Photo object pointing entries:
================================
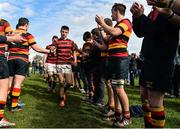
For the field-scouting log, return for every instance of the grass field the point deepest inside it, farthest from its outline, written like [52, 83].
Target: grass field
[42, 109]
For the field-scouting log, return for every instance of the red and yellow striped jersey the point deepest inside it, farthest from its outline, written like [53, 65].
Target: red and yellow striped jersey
[51, 58]
[117, 46]
[4, 29]
[65, 49]
[21, 50]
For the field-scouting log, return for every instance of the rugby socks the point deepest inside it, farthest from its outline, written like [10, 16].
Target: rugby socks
[127, 114]
[147, 115]
[118, 115]
[158, 117]
[2, 106]
[53, 85]
[14, 97]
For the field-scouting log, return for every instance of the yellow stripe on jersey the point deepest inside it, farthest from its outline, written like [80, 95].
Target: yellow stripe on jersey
[127, 33]
[157, 109]
[158, 122]
[117, 45]
[8, 29]
[124, 26]
[31, 41]
[26, 53]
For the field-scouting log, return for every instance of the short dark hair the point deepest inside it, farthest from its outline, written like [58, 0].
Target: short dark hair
[119, 7]
[86, 35]
[65, 28]
[22, 21]
[96, 32]
[54, 37]
[108, 21]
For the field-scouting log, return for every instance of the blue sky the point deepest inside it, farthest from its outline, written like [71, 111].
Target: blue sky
[47, 16]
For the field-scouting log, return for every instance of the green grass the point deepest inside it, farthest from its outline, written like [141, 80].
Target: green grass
[42, 109]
================================
What the exercise asks: Reproduce every line of the entries from the line with "For the field-scouting log, return for every instance of the red" up to and including the last line of the entries, shifting each coordinate of the answer points up by 137. Leave the sample coordinates after "written like" unchanged.

Output for this exercise:
For the field-scouting log, return for every instance of the red and yellow striped jersey the point deepest inside it, farthest from its outline, written like [53, 65].
Target: red and yellow striped jersey
[188, 195]
[254, 183]
[141, 166]
[202, 186]
[158, 187]
For the field-scouting log, return for every instance of the rugby socks the point deepest inside it, farthest from its outline, written like [10, 16].
Target: rugby socks
[264, 251]
[284, 252]
[255, 252]
[295, 254]
[139, 243]
[190, 222]
[151, 234]
For the field-scouting log, return for every instance of the yellow stripe on jersey the point deepest inside it, farthest from its outline, written like [80, 95].
Target: yellow stripe on jersey
[264, 170]
[294, 246]
[295, 259]
[254, 182]
[145, 166]
[261, 163]
[168, 178]
[163, 190]
For the field-scouting log, return for every instance of the short dark hair the point deepest inside it, farthest from its outline, written like [58, 0].
Target: short dark hair
[256, 144]
[223, 172]
[202, 165]
[159, 158]
[233, 169]
[191, 174]
[245, 158]
For the field-scouting log, return for every instance of the blue sky the point deepest inside it, farthest from its outline, written like [71, 111].
Target: blue sky
[184, 153]
For the field-scouting log, return for every instance of the green grass the point deepest inside it, farthest from its outline, written like [141, 80].
Target: green grass
[179, 246]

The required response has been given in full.